> _TASK TO CARRY OUT_: Of all the entries below, retype only the lines from the one with "target | black glove" through the one with "target | grey tracksuit bottoms", exactly as they appear.
- Opening Delimiter -
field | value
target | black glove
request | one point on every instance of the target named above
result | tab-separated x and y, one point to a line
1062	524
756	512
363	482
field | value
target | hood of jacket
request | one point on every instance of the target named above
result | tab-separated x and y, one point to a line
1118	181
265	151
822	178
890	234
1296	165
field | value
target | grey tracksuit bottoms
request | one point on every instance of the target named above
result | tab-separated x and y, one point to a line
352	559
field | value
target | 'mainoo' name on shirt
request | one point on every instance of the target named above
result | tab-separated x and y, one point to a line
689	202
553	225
- Closing Delimiter -
> _RESULT BELOW_:
target | black glove
request | one point on every instance of the target named above
result | tab-separated x and y, one point to a line
1062	524
756	512
363	482
field | value
target | hood of jacket
request | one point on every instance of the target named above
result | tab-separated x and y, one point to a line
1118	181
265	151
822	178
890	234
1296	165
field | value
target | grey tracksuit bottoms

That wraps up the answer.